**PARTS OF THE EXERCISE**
(A) Update the essay on 13 Reasons Why, starting at "Because I have" and ending at "form of agreement.", and write that span out with "shy" replaced by "timid".
(B) According to the essay on 13 Reasons Why, how old was Hannah Baker when she recorded the tapes?
(C) Resume the essay on 13 Reasons Why from the point at which it stops.

**GIVEN PASSAGE**
• • • • •

“No one knows for certain how much impact they have on the lives of other people. Oftentimes, we have no clue. Yet we push it just the same.”
Fair warning, this post contains spoilers for both the book and Netflix series adaptation, as well as potentially triggering subject matter.
About a month ago I flipped through Netflix, selected a series entitled 13 Reasons Why and binge watched the entire thing in a day and a half. Afterwards, I switched off the television and I cried. Two weeks ago, I read the book that inspired the series in a single afternoon. I turned the final page and wept.
If you haven’t been following the internet storm around Jay Asher’s powerful YA novel and its television adaptation, it centres on 13 tapes recorded by 17-year-old Hannah Baker prior to her suicide. Each tape involves a specific person who Hannah feels played a role in her tragic decision, and as per her instruction, the tapes are passed from one person to the next. This very dark premise touches on themes of high school bullying, slut-shaming, rape, the meaning of consent and the tragedy of teen suicide. It never shies away from presenting its subject matter in the most raw, honest and straightforward way possible. This approach has also garnered more than its fair share of criticism. Do a quick Google search and you’ll find article after article debating whether the series glamorises suicide. For myself, reading about and watching a young girl silently sink deeper and deeper into what we know from the get-go is an inevitability, was nothing less than harrowing.
Because I have been a Hannah Baker.
I kept quiet while being severely bullied in school. I simply relented, never fought back. The shy, silent target. Easy.
I stood quietly while being sexually abused. I still often wonder whether he took my silence for some perverted form of agreement.
I sat silently on my bed while my mind conjured scenarios in which I would have taken my own life in an angry, vindictive manner. Because then they would finally see and hear what I couldn’t show or tell them.
I relate to Hannah’s nightmare. There was never anything glamorous or heroic about my thoughts. They were a sticky tar of shame and fear which I am infinitely grateful I never gave in to. I feel that I should add that what kept me going throughout those years was writing – for many people a refuge and a therapy – and reading about girls who went through the same things I did. I was still silent, but I was not alone after all and imagination kept the darkness at bay. Although, at 30, I am yet to tame it and I do note that speaking up and getting professional help would have helped me heal a lot more successfully. But I am here, and for now, that is enough.

• • • • •

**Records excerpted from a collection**
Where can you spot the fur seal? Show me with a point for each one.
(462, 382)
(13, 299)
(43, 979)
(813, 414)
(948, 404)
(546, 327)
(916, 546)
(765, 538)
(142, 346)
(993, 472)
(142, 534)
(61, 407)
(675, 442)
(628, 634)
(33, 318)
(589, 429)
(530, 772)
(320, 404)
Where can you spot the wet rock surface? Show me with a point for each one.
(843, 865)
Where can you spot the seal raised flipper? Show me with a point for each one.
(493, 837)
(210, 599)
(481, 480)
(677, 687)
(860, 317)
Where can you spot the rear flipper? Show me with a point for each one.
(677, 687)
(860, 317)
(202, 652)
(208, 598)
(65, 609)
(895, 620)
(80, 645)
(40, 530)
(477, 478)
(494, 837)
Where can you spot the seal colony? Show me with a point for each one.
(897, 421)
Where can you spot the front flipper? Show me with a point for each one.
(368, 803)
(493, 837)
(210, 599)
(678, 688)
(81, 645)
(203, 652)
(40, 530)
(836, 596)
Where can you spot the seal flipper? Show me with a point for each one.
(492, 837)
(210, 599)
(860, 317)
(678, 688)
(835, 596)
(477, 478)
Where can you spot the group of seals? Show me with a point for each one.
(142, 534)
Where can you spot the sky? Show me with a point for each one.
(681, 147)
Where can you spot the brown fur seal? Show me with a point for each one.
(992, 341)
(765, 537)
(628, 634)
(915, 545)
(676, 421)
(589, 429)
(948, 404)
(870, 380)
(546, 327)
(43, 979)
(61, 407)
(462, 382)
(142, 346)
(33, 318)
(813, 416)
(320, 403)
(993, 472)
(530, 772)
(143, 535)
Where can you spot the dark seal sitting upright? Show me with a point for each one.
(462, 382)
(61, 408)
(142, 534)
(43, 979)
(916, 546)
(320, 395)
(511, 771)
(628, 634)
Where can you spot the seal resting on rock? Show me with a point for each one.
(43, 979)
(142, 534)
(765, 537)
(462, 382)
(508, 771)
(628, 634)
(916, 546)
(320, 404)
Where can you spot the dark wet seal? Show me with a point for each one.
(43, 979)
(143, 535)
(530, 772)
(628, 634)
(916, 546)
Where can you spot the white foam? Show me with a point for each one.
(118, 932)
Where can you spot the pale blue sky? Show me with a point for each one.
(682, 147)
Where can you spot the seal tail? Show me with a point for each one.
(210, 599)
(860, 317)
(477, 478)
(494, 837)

• • • • •

**ANSWERS TO THIS EXERCISE**
(A)
Because I have been a Hannah Baker.
I kept quiet while being severely bullied in school. I simply relented, never fought back. The timid, silent target. Easy.
I stood quietly while being sexually abused. I still often wonder whether he took my silence for some perverted form of agreement.

(B) She was 17.

(C)
When you read Jay Asher’s book, Hannah’s voice is initially angry, bitter and you may suspect that she made her decision out of spite. But as you continue – as she talks about having her reputation scandalized by rumour, being objectified and ridiculed, watching a girl get raped by her boyfriend’s best friend and being raped herself – there is an undeniable sadness and desperation, a longing to be heard and helped. In the Netflix series, her suicide is graphic, almost sickening because it seems so real. But it is in no way glamorous. In both adaptations the effect on her classmates is brutal; they are left with guilt as to their perceived part in her decision and forced to confront their own actions, which iterate the devastation felt by those left behind. It is never a pretty act.
And it is this, the controversy surrounding this story, the shame and silence of its characters, their failure to hear or see Hannah’s need, that makes this a book and series we should be watching and reading. Because Hannah’s story ends in tragedy, we need to pay more attention. Because she failed to get the help she so badly needed, we need to look deeper and listen closer. Because Hannah’s ordeal belongs to all of us – we have been her, or we are her now, or we have sensed her in the silence of someone close to us. And we need to be the person who asks “are you okay?”, and then we need to be the person who listens when the answer is “no”.